(Exercise): Copy out the lines below verbatim, everything from the line containing "of the flagpole" down to the line containing "[(238, 143), (221, 122), (253, 152)]", including both of those lines.

A block of data:
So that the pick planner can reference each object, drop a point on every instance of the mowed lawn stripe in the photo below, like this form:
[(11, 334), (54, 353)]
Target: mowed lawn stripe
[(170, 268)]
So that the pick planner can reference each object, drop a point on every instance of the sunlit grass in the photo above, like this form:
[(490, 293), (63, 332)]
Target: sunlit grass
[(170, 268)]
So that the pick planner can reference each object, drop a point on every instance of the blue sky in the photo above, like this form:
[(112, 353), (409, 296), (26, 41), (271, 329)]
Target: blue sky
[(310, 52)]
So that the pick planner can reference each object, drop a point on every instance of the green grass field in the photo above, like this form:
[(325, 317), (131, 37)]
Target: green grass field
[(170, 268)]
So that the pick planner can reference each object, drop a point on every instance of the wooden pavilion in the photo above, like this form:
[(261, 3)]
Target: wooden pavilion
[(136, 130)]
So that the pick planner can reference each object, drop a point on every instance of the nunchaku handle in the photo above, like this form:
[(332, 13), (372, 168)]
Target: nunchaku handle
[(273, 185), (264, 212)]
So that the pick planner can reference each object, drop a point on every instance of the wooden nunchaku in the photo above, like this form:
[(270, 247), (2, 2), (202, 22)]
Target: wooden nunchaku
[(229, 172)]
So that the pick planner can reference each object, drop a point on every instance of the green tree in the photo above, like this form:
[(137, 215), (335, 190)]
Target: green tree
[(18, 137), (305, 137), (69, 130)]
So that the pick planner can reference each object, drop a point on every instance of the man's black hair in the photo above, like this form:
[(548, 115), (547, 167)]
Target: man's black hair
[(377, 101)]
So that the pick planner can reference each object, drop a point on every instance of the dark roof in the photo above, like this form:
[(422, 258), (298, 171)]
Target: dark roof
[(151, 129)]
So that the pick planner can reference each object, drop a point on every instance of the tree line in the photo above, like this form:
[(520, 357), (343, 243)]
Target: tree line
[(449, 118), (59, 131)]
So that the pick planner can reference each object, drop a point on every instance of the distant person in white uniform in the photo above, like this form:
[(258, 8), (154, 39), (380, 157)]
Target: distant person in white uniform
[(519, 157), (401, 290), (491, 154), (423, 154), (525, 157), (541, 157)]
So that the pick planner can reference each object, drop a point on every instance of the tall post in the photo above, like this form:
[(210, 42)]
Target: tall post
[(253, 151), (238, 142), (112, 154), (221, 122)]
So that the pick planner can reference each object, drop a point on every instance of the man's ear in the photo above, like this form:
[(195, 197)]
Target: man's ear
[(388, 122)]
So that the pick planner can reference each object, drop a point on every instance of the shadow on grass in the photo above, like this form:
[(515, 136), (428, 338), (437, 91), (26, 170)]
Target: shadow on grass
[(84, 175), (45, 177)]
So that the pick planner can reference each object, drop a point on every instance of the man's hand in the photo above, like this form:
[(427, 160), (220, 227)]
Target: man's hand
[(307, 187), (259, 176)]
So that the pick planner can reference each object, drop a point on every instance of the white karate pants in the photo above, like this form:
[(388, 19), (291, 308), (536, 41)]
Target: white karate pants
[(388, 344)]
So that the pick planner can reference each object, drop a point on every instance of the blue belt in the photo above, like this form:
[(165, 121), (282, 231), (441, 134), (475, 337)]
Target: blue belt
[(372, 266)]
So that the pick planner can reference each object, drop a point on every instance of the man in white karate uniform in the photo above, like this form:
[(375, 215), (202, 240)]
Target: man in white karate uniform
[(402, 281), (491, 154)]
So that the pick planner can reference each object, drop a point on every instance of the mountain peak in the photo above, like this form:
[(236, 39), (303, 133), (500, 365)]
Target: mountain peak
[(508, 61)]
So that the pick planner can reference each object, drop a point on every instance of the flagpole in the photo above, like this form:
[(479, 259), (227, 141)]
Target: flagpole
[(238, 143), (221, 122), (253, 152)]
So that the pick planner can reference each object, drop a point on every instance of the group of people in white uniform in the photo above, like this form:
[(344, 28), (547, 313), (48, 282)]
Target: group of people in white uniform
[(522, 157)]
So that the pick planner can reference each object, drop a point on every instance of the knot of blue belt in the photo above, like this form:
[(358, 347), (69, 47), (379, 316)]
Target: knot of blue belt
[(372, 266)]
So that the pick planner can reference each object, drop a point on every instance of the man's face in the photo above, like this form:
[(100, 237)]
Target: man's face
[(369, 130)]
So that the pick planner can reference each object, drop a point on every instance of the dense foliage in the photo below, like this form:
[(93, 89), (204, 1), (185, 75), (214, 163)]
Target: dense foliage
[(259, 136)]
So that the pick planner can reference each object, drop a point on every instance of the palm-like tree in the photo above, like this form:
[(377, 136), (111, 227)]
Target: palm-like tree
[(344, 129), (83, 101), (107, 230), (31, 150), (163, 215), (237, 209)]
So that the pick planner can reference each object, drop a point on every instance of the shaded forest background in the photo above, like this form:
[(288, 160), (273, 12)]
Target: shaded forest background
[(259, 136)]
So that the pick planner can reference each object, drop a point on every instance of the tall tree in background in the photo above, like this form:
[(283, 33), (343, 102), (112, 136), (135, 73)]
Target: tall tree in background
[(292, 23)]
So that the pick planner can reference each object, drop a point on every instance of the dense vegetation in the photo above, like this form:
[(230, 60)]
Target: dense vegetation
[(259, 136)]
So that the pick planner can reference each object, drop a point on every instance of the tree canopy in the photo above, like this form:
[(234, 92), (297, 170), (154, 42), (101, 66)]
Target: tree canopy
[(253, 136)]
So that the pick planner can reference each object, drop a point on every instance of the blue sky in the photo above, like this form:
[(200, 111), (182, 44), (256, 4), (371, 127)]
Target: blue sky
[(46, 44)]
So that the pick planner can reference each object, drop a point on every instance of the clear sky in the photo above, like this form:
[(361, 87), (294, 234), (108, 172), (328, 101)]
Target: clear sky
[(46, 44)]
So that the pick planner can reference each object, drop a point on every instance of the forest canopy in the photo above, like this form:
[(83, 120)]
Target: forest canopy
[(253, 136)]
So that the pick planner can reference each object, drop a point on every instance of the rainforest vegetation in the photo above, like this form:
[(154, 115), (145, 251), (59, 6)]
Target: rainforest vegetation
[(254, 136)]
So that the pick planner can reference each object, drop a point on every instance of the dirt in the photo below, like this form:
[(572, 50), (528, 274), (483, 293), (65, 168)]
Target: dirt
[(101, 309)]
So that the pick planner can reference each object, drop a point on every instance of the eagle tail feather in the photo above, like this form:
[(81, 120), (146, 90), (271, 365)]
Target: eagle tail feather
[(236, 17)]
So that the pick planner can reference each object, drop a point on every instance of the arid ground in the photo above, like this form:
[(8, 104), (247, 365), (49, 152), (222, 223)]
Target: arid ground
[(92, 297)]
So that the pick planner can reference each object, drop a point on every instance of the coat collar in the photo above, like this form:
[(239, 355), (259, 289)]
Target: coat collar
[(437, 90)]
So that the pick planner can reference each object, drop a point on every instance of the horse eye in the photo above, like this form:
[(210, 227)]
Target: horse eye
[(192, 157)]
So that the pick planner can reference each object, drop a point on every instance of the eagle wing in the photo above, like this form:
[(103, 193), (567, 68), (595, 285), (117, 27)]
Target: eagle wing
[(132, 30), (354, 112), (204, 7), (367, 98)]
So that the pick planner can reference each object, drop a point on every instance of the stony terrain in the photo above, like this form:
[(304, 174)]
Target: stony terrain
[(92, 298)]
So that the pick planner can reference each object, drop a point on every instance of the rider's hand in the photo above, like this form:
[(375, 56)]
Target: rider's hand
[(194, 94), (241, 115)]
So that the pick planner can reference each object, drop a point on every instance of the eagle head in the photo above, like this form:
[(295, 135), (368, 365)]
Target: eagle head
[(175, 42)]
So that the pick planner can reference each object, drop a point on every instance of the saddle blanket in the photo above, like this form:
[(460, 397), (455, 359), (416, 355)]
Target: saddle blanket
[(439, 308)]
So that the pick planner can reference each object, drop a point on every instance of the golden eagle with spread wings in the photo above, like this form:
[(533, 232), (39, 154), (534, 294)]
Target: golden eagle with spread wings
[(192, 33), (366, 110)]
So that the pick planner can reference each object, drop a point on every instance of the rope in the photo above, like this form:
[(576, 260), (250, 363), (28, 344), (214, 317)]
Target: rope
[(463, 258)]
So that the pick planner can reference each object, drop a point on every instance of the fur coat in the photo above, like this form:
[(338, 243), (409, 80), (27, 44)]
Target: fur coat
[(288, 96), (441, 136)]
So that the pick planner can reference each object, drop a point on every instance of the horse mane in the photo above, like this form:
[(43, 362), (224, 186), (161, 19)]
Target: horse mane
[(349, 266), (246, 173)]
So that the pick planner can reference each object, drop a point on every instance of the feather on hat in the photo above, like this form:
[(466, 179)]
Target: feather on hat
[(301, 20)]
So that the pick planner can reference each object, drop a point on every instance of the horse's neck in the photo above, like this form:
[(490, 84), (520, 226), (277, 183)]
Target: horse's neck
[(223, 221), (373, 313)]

(Answer below):
So that the pick planner can reference each object, drop a point on every instance of the flagpole in the photo above, like this form:
[(479, 259), (227, 141)]
Target: flagpole
[(238, 143), (221, 122), (253, 152)]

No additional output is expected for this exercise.